SELECTED EXCERPT:
§

With the help of AI, the researchers could ideally help physicians find the optimal stent for patients with CAD, minimizing the complication rate. This challenge is without a solution up to date. To achieve this, comprehensive patient data on various stents would be required. "However, we were able to achieve something significant. Specifically, we investigated the theoretical compatibility of the novel stent and analyzed ways to improve the surgical guideline. We intend to publish the information we have gathered to contribute to the discussion within the medical community" Ahmidi explains.
Predicting whether patients will experience complications
Ahmidi's research team separated the task into two project parts. The first part covered attempting to predict, at the time a patient is discharged from the hospital with an implanted stent, whether complications will arise or not? If so, physicians could identify high-risk patients early on and follow up on them more closely. To answer this question, the researchers fed the AI with data.
The datasets included both the patients' health backgrounds and information about the surgery and treatment. "While general risk factors for complications are known, such as diabetes, obesity, and multiple heart problems, these only indicate general trends. But what does that mean for the individual patient? How the group of patients who remained healthy differs from the group that developed complications is not necessarily obvious to a human brain," Ahmidi says. However, AI has the advantage of being able to read data faster than any human and efficiently search for high-dimensional correlations. The algorithm provides physicians with a "yes-or-no" answer, such as: This patient is likely to develop complications. The evaluation found that the AI's prediction was reliable. The algorithm successfully classified 1635 patients as low risk, with a 90% concurrence with reality. Additionally, over half of the patients with complications were correctly identified. The team published detailed results in the journal Applied Sciences by the publisher MDPI.

§

(Region pointing data)
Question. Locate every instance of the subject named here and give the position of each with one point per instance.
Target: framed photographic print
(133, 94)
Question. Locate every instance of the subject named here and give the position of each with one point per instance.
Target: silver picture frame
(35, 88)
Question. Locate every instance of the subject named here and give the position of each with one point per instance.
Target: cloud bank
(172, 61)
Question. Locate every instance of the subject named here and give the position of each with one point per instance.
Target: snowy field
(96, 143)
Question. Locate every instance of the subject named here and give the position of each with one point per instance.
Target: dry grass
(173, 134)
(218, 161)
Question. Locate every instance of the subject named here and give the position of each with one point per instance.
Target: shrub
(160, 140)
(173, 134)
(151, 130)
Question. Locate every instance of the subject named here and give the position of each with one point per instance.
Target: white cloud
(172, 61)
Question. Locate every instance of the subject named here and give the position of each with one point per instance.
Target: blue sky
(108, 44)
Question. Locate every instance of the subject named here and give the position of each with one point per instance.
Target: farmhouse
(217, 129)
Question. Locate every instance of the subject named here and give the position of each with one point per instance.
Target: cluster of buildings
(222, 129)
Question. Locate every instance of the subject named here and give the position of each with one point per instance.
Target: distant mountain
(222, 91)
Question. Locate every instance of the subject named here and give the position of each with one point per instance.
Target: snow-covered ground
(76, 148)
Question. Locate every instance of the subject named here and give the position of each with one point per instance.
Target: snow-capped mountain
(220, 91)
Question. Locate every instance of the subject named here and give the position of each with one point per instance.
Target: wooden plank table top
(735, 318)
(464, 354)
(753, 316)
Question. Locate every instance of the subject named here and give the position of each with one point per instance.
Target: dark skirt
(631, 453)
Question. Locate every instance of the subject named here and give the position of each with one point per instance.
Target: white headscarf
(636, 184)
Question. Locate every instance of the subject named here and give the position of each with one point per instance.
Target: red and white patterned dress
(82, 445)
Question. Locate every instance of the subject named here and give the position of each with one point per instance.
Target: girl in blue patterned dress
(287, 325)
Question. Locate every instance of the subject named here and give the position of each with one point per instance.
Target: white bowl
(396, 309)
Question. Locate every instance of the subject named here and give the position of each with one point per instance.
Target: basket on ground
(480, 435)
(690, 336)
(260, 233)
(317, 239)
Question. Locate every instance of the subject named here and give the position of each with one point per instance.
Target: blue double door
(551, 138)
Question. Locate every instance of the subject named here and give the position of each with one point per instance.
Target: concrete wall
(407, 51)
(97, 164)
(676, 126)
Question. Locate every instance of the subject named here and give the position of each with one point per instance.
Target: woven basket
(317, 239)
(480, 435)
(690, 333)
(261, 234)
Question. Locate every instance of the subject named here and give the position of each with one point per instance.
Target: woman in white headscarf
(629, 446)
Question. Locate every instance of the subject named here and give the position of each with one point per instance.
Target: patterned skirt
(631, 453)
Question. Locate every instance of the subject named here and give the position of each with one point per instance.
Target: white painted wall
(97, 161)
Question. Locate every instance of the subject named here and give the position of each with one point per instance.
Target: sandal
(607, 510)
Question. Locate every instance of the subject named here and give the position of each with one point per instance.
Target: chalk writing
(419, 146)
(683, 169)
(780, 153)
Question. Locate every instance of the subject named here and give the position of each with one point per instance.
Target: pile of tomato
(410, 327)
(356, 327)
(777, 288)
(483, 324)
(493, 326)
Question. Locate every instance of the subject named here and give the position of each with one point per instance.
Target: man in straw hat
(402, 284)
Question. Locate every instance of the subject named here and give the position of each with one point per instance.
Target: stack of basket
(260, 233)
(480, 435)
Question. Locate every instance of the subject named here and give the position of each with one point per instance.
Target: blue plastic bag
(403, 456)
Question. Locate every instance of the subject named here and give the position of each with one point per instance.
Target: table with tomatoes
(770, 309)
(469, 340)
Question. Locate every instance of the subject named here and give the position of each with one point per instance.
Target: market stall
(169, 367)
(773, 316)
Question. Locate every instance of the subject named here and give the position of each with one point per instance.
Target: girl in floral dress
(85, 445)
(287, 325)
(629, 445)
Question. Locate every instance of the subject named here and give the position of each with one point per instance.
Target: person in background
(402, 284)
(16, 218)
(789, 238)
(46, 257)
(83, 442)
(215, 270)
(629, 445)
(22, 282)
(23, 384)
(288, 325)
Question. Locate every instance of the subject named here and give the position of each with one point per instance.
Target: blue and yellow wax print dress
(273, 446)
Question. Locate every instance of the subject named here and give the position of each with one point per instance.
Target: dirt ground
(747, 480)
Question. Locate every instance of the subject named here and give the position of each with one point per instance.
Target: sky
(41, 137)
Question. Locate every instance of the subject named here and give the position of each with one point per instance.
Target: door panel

§

WORK INSTRUCTIONS:
1. According to the stent passage, how many patients did the algorithm classify as low risk?
2. Return the section of the stent passage between "Predicting whether patients" and "AI with data.", inclusive.
3. Why, according to the stent passage, would it help to predict at discharge whether a patient with an implanted stent will develop complications?
These records are separate material with no connection to the stent passage.

ANSWERS TO THIS EXERCISE:
1. 1635 patients.

2.
Predicting whether patients will experience complications
Ahmidi's research team separated the task into two project parts. The first part covered attempting to predict, at the time a patient is discharged from the hospital with an implanted stent, whether complications will arise or not? If so, physicians could identify high-risk patients early on and follow up on them more closely. To answer this question, the researchers fed the AI with data.

3. Such a prediction would let physicians identify high-risk patients early on and follow up on them more closely.